Task description: State how many of the rows below contain the word "rock", giving only the number.

Record set:
------

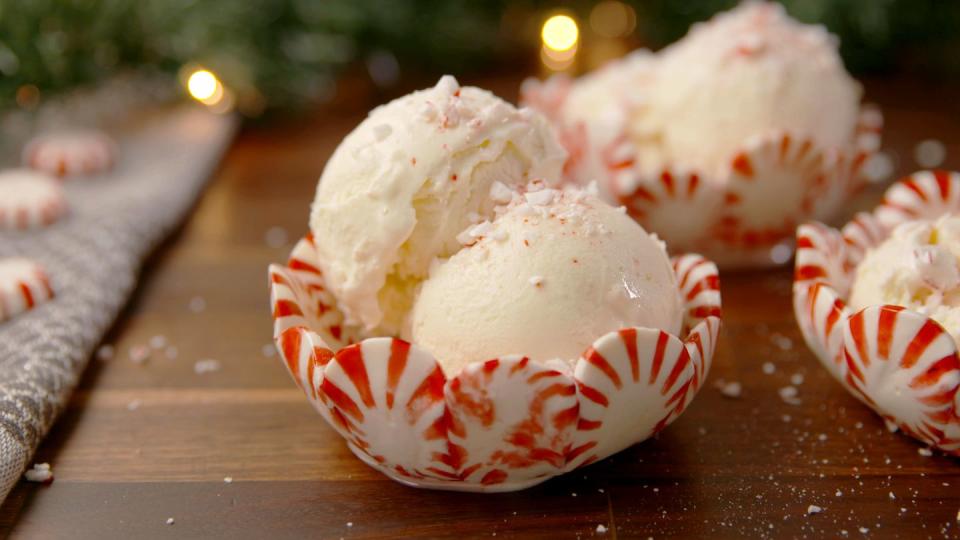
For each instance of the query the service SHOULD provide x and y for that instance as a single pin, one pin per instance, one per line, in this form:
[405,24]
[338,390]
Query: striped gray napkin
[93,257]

------

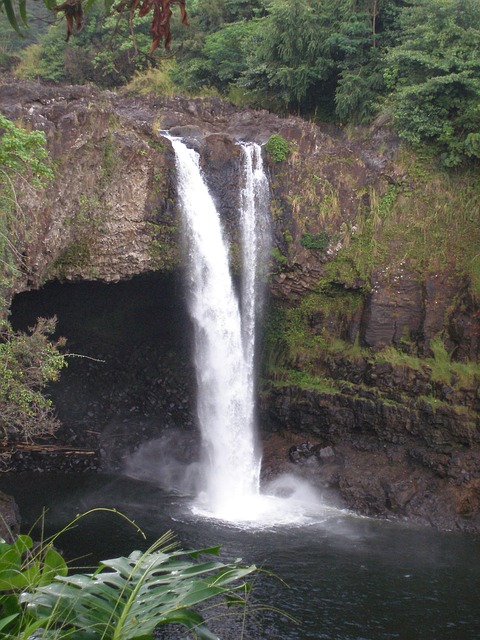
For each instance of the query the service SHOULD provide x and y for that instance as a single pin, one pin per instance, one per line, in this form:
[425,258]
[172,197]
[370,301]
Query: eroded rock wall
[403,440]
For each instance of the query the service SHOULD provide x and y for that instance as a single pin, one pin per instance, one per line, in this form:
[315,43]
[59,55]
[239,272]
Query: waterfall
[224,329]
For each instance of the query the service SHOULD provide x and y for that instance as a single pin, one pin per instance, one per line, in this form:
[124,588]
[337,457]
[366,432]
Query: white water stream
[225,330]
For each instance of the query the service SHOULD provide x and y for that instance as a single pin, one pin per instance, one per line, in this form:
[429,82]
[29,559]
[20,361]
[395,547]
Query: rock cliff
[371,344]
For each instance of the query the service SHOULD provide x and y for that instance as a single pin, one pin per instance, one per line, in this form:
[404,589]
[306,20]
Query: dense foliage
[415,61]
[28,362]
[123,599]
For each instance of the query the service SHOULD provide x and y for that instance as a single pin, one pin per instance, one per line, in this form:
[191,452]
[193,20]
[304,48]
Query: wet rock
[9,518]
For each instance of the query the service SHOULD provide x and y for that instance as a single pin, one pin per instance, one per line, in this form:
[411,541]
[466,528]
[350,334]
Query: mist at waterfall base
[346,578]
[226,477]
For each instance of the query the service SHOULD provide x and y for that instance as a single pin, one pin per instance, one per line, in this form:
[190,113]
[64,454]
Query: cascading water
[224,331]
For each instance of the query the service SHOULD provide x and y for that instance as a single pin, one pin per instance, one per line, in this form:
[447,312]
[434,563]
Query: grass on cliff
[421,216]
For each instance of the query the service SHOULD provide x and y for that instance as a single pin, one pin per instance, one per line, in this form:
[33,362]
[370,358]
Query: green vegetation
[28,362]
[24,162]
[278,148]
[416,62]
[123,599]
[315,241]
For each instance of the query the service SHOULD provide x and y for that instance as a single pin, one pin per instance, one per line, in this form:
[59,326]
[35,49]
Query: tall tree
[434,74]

------

Output below: 3